_What the task requires_:
Copy, from the entries below, each line in which the string "sink" appears.

_Task material_:
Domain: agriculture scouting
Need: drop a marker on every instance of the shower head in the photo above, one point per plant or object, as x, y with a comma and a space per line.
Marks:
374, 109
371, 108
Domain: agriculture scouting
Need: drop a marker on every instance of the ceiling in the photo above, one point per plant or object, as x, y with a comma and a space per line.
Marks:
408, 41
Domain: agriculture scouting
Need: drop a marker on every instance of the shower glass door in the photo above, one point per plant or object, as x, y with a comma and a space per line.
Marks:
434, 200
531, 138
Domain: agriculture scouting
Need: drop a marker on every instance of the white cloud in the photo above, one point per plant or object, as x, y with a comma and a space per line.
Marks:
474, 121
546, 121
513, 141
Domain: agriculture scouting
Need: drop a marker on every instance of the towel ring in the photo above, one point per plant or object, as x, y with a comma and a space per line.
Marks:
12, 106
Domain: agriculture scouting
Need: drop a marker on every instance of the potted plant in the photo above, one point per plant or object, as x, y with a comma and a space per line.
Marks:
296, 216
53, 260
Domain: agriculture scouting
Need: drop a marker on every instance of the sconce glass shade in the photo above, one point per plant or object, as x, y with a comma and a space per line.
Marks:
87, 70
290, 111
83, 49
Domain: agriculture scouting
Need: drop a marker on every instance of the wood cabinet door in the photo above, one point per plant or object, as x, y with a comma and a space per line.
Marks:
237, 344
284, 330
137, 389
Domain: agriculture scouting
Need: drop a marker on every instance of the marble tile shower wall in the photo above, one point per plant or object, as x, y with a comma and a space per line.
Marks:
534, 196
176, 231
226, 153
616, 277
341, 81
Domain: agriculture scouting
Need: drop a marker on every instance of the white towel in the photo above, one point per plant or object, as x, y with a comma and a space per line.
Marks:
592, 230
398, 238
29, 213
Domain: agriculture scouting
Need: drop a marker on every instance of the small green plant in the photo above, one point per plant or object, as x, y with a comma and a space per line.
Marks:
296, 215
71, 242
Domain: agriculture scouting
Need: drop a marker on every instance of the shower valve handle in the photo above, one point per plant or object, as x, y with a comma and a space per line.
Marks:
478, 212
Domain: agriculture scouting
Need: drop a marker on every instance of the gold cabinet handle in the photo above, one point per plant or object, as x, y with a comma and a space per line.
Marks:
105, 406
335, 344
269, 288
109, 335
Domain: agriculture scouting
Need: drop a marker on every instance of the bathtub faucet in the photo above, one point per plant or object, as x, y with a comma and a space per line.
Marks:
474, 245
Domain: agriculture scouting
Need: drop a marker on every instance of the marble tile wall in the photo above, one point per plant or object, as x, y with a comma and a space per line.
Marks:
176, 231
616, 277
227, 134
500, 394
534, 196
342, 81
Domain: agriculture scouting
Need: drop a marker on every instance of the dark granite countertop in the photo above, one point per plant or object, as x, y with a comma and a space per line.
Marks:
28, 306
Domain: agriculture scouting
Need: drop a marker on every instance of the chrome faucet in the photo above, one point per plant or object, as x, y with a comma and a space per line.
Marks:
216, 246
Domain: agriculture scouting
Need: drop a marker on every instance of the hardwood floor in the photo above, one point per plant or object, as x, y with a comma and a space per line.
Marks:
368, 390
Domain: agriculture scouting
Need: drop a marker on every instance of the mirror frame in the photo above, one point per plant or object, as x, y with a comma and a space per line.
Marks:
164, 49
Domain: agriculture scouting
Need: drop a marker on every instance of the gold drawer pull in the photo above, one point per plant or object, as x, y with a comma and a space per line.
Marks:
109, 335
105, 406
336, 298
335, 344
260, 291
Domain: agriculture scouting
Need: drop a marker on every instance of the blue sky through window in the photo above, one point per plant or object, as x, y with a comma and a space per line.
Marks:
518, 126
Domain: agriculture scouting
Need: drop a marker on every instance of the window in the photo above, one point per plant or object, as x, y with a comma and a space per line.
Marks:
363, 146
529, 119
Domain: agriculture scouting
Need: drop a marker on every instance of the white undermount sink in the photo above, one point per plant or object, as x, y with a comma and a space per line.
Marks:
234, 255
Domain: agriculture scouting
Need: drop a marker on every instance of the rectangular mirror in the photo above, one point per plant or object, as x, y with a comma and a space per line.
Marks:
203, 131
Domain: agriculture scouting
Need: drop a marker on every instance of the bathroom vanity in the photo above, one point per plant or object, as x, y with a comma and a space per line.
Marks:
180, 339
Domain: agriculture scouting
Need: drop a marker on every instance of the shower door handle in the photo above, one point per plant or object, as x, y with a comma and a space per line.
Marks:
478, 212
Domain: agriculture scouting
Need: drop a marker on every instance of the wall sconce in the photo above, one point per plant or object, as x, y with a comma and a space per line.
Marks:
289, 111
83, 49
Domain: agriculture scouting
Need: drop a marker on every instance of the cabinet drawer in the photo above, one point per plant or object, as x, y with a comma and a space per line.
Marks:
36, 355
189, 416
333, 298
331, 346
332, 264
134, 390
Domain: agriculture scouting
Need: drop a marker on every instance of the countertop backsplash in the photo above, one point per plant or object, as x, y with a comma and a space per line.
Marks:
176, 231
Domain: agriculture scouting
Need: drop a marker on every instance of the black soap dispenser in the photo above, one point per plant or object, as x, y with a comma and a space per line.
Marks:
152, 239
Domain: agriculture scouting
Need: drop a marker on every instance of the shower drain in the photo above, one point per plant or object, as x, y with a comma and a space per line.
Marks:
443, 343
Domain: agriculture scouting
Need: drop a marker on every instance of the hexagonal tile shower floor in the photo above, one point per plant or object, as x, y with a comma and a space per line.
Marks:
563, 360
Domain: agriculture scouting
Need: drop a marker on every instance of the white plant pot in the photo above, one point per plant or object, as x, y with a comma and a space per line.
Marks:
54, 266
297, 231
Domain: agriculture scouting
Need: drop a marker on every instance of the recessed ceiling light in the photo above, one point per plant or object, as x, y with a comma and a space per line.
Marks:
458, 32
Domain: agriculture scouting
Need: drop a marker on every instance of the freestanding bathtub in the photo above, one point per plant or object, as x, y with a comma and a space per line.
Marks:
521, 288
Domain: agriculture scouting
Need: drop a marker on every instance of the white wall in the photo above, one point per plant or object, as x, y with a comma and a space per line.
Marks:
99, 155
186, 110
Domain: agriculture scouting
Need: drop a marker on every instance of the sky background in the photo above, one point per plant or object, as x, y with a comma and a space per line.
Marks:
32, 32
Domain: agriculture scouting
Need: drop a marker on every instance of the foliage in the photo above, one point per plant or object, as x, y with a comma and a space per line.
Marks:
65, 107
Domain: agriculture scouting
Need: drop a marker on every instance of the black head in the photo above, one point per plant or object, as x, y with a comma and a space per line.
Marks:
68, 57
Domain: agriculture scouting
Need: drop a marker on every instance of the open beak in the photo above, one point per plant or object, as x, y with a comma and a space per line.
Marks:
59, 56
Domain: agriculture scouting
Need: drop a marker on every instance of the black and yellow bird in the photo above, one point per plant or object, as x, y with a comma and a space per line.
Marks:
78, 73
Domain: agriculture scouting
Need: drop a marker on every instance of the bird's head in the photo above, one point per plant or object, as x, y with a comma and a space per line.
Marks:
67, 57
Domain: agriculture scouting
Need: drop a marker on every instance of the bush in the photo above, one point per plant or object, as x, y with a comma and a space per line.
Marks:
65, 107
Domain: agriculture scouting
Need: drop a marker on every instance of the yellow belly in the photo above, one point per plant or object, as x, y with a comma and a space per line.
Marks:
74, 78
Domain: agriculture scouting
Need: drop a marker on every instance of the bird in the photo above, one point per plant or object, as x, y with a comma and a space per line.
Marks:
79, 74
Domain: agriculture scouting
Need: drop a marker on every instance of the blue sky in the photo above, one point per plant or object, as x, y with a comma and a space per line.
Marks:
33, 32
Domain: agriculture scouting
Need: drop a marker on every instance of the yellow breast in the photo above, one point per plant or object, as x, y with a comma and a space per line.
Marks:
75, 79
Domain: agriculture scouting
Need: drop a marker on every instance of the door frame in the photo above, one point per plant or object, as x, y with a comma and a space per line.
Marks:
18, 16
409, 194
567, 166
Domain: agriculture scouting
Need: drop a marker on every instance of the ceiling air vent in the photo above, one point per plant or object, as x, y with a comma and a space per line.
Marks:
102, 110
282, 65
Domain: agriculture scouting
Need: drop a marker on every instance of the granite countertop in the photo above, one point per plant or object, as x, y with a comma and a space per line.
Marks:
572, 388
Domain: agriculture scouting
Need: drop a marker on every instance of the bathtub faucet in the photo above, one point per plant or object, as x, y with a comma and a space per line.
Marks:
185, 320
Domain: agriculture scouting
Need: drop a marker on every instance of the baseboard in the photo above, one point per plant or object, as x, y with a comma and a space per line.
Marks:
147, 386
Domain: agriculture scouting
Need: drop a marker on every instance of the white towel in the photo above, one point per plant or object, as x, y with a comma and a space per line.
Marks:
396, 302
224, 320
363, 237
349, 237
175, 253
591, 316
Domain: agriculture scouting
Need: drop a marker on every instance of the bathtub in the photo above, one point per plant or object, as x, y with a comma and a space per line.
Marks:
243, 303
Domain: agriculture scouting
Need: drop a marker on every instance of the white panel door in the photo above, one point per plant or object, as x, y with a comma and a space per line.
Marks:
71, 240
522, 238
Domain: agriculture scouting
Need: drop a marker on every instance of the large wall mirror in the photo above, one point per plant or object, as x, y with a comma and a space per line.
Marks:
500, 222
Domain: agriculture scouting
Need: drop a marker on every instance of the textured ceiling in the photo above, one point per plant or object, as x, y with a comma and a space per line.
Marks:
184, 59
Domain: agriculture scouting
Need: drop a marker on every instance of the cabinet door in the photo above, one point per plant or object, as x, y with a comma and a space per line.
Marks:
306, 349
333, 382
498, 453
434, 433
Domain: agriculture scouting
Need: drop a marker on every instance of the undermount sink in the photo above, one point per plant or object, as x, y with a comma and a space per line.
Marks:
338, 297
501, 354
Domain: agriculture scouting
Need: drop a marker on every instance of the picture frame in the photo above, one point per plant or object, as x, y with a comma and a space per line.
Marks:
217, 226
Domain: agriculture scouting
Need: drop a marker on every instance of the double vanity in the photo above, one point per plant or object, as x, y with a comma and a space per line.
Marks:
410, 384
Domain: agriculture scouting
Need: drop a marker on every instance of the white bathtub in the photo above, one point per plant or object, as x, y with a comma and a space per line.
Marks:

_Answer space_:
Need: drop a marker on every instance of the white undermount sink in the photo above, one point per plant or object, as x, y with a comma and a space per line.
Need: drop a marker on every instance of the undermount sink in the photo above, one point per plant or object, as x, y with a comma and a space per line.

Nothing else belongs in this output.